Saved data entries
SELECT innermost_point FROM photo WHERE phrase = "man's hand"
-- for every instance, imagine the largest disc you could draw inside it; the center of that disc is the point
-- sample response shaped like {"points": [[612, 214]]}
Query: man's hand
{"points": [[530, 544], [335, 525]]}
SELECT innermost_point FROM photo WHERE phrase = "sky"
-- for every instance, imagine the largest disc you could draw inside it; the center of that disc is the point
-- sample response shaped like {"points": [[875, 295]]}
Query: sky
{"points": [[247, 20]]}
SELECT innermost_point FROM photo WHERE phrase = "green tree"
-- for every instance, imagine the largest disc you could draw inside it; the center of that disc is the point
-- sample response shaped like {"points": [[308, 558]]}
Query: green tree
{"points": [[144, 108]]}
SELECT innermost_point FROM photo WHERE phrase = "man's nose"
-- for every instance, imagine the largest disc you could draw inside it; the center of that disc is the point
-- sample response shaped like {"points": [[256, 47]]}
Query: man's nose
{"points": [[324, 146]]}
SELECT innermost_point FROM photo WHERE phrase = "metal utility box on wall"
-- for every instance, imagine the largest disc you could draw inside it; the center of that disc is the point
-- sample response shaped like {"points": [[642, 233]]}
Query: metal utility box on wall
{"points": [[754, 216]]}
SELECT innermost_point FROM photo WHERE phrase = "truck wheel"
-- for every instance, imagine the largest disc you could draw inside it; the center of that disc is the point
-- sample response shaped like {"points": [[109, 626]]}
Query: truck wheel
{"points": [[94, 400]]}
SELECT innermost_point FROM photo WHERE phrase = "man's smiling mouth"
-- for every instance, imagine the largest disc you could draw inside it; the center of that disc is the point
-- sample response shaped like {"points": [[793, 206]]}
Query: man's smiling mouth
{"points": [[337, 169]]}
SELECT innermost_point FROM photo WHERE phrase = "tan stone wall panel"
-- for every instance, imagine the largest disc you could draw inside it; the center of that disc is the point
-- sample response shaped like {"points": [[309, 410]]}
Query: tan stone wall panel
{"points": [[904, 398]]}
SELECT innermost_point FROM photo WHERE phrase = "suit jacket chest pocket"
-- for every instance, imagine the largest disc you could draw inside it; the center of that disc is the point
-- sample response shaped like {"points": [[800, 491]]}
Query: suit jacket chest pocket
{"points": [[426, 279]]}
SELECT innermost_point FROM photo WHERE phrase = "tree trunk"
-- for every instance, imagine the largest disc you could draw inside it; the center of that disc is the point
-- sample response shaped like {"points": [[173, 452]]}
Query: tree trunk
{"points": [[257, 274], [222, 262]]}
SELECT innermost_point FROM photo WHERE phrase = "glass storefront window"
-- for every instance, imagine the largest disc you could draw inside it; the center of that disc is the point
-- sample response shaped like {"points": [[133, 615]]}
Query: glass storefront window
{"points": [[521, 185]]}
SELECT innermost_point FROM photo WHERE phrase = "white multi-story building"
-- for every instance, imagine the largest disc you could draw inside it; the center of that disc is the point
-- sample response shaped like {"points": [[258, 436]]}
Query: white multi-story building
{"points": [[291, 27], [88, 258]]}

DESCRIPTION OF THE TASK
Where does "sample" appear in the records above? Copy each line that holds it.

TASK RESULT
-- sample response shaped like {"points": [[612, 214]]}
-- sample response shaped like {"points": [[875, 295]]}
-- sample response shaped like {"points": [[308, 558]]}
-- sample response shaped like {"points": [[256, 47]]}
-- sample response shaped like {"points": [[642, 233]]}
-- sample response shaped like {"points": [[109, 626]]}
-- sample response shaped like {"points": [[793, 206]]}
-- sample response shaped like {"points": [[309, 410]]}
-- sample response shaped like {"points": [[800, 491]]}
-- sample response shaped like {"points": [[173, 452]]}
-- sample response shaped like {"points": [[133, 615]]}
-- sample response shaped like {"points": [[258, 436]]}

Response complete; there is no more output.